>>>

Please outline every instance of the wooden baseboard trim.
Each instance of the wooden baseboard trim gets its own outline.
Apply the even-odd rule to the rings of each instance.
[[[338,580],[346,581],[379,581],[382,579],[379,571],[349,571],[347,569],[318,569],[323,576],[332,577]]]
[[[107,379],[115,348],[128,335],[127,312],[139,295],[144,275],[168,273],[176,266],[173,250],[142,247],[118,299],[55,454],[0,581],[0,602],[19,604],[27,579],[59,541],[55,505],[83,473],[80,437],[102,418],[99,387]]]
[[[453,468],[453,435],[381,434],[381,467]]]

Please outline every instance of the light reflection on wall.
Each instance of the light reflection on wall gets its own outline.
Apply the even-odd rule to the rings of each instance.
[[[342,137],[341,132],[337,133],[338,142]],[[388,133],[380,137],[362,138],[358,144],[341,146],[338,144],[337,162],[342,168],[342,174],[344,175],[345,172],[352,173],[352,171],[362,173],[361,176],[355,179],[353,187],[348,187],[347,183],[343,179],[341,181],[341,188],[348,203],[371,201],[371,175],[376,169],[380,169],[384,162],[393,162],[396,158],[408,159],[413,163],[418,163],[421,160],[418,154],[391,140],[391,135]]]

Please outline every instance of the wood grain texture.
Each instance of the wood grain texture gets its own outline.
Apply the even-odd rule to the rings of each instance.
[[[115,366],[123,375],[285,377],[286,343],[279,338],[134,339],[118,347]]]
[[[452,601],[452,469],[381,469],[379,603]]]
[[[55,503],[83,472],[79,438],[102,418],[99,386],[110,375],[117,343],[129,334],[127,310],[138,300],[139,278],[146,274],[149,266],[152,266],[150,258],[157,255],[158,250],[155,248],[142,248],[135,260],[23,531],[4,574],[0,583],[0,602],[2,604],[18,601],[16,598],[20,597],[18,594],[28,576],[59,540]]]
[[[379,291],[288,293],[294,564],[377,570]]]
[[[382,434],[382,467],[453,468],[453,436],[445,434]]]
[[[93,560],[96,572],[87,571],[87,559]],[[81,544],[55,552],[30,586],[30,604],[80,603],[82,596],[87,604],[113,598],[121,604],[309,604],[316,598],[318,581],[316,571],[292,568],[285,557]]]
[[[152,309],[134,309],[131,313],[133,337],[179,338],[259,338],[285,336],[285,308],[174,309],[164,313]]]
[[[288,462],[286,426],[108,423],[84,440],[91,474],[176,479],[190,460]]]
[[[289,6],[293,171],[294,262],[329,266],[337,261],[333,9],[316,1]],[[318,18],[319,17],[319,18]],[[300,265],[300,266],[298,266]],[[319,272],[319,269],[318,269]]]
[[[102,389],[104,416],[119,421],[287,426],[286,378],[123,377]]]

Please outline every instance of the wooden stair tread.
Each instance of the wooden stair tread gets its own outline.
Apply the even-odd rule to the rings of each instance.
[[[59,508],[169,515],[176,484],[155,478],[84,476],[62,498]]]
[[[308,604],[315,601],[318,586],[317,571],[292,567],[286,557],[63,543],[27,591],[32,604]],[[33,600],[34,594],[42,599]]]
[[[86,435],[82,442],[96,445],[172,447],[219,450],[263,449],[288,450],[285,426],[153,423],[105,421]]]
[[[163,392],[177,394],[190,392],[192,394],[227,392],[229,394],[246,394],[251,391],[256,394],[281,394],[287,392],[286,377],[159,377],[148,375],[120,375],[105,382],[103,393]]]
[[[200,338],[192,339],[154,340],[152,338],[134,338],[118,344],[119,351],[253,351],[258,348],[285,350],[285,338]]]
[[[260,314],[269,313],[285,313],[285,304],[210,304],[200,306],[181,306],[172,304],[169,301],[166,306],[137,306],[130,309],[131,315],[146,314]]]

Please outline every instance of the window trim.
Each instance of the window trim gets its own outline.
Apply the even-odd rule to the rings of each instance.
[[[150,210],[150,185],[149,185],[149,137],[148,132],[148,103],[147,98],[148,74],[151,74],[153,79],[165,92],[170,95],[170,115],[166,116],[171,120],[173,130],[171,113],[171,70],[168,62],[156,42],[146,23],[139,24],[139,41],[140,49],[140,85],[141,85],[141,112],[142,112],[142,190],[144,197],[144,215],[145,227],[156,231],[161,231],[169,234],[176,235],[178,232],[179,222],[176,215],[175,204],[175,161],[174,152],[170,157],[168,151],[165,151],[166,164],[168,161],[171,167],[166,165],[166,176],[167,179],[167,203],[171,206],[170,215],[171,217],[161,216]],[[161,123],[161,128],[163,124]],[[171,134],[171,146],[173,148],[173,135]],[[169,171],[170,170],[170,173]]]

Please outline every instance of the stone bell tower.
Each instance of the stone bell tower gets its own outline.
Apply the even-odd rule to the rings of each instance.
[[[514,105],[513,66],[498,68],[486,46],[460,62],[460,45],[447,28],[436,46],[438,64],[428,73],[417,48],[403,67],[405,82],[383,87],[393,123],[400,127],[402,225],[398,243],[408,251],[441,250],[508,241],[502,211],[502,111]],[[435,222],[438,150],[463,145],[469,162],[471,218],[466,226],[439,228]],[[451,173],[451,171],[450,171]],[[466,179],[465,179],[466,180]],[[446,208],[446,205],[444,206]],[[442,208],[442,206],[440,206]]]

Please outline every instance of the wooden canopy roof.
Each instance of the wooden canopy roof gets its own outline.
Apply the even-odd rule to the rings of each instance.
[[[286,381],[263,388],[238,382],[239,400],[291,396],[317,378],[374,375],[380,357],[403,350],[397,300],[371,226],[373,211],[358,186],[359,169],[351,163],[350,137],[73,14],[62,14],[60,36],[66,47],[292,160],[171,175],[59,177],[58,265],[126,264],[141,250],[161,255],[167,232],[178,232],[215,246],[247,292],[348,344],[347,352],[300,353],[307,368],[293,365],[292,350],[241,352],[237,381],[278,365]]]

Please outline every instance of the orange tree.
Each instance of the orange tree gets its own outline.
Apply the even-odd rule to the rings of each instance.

<<<

Task details »
Copy every line of the listing above exactly as it appears.

Full response »
Please outline every instance of the wooden baseboard trim.
Each instance of the wooden baseboard trim gets its own outline.
Apply the even-odd rule to the rings of each instance.
[[[338,580],[346,581],[379,581],[382,579],[379,571],[349,571],[347,569],[318,569],[323,576],[332,577]]]
[[[107,379],[115,348],[128,335],[127,312],[139,295],[144,275],[168,273],[176,266],[173,250],[142,247],[118,299],[55,454],[0,581],[0,602],[19,604],[27,579],[59,541],[55,505],[83,473],[80,437],[102,418],[99,387]]]
[[[453,468],[453,435],[381,434],[381,467]]]

Please outline every instance of the light reflection on wall.
Each instance of the light reflection on wall gets its own outline.
Apply the even-odd rule to the rings of each instance.
[[[342,137],[341,132],[337,133],[338,142]],[[388,133],[380,137],[362,138],[358,144],[341,146],[338,144],[337,162],[342,168],[342,174],[344,175],[345,172],[352,173],[352,171],[362,173],[361,176],[355,179],[353,187],[348,187],[347,183],[343,179],[341,181],[341,188],[348,203],[371,201],[371,175],[376,169],[380,169],[384,162],[393,162],[396,158],[408,159],[413,163],[418,163],[421,160],[418,154],[391,140],[391,135]]]

Please outline every instance of the wood grain texture.
Each instance of the wood grain texture gets its own outline.
Apply the even-odd rule to the rings of each instance.
[[[115,366],[123,375],[285,377],[286,343],[279,338],[134,339],[118,347]]]
[[[452,601],[452,469],[381,469],[379,603]]]
[[[55,503],[83,472],[79,438],[102,418],[99,386],[110,375],[117,343],[129,334],[127,310],[138,300],[139,278],[146,274],[149,266],[152,266],[150,258],[157,255],[158,250],[155,248],[142,248],[135,260],[23,531],[4,574],[0,583],[0,602],[2,604],[18,601],[16,598],[20,597],[18,594],[28,576],[59,540]]]
[[[379,291],[288,293],[294,564],[377,570]]]
[[[382,434],[382,467],[453,468],[453,436],[445,434]]]
[[[93,560],[96,572],[87,571],[87,559]],[[81,544],[55,552],[30,586],[30,604],[80,603],[82,596],[87,604],[113,598],[121,604],[309,604],[316,598],[318,581],[316,571],[292,568],[285,557]]]
[[[152,309],[134,309],[131,313],[133,337],[179,338],[259,338],[285,336],[285,308],[174,309],[164,313]]]
[[[288,462],[286,426],[108,423],[84,440],[91,474],[176,479],[190,460]]]
[[[289,6],[293,171],[294,262],[329,266],[337,261],[333,9],[316,1]],[[318,18],[319,17],[319,18]],[[300,265],[300,266],[298,266]],[[319,272],[319,269],[318,269]]]
[[[102,389],[104,416],[119,421],[287,426],[286,378],[123,377]]]

Please outline every instance of the wooden stair tread.
Each instance of the wooden stair tread gets its own outline.
Apply the even-odd rule to the rings of each instance.
[[[59,508],[169,515],[176,484],[155,478],[84,476],[62,498]]]
[[[308,604],[315,601],[318,586],[317,571],[292,567],[286,557],[63,543],[27,591],[32,604]],[[33,600],[34,594],[42,599]]]
[[[86,435],[82,442],[96,445],[172,447],[219,450],[263,449],[288,450],[285,426],[153,423],[105,421]]]
[[[163,392],[177,394],[190,392],[192,394],[227,392],[229,394],[246,394],[251,391],[256,394],[281,394],[287,392],[286,377],[159,377],[148,375],[120,375],[105,382],[103,393]]]
[[[200,338],[192,339],[154,340],[152,338],[134,338],[118,344],[119,351],[253,351],[258,348],[285,350],[285,338]]]
[[[260,314],[269,313],[285,313],[285,304],[210,304],[200,306],[181,306],[172,304],[169,301],[166,306],[137,306],[130,309],[131,315],[146,314]]]

Please outline every instance of the window trim.
Each instance of the window trim gets its own outline.
Apply the even-odd rule to the rings of each instance.
[[[150,210],[150,185],[149,185],[149,137],[148,132],[148,103],[147,98],[148,74],[151,74],[153,79],[165,92],[170,95],[170,115],[166,116],[171,120],[173,130],[171,113],[171,70],[168,62],[156,42],[146,23],[139,24],[139,41],[140,49],[140,85],[141,85],[141,112],[142,112],[142,190],[144,197],[144,215],[145,227],[156,231],[161,231],[169,234],[176,235],[178,232],[179,222],[176,215],[175,204],[175,161],[174,152],[170,157],[168,151],[165,151],[166,164],[168,161],[171,167],[166,165],[166,176],[167,179],[167,203],[171,206],[170,215],[171,217],[161,216]],[[161,123],[161,128],[163,124]],[[171,134],[171,146],[173,148],[173,135]],[[169,171],[170,170],[170,173]]]

Please outline every instance of the stone bell tower.
Each instance of the stone bell tower gets its own outline.
Apply the even-odd rule to the rings of each instance.
[[[514,105],[513,66],[498,68],[486,46],[460,62],[460,45],[447,28],[436,46],[438,64],[428,73],[417,48],[403,67],[405,82],[383,87],[393,123],[400,127],[402,225],[398,243],[408,251],[441,250],[508,241],[502,211],[502,111]],[[435,222],[438,150],[463,145],[469,162],[471,218],[466,226],[439,228]],[[451,173],[451,171],[450,171]],[[466,179],[465,179],[466,180]],[[446,208],[446,205],[444,206]],[[442,208],[442,206],[440,206]]]

Please outline every instance of the wooden canopy roof.
Each instance of the wooden canopy roof gets its own outline.
Apply the even-odd rule to the rings of each instance.
[[[286,381],[263,388],[238,382],[239,400],[291,396],[317,378],[374,375],[380,357],[403,350],[397,300],[371,226],[373,211],[358,186],[359,169],[351,163],[350,137],[73,14],[62,14],[60,36],[66,47],[292,160],[171,175],[59,177],[58,265],[126,264],[141,250],[161,255],[167,232],[178,232],[215,246],[247,292],[348,344],[347,352],[300,353],[307,368],[293,365],[292,350],[241,352],[237,381],[278,365]]]

Please outline every instance of the orange tree.
Each instance of the orange tree gets its own outline.
Apply the even-odd rule to the rings of each instance.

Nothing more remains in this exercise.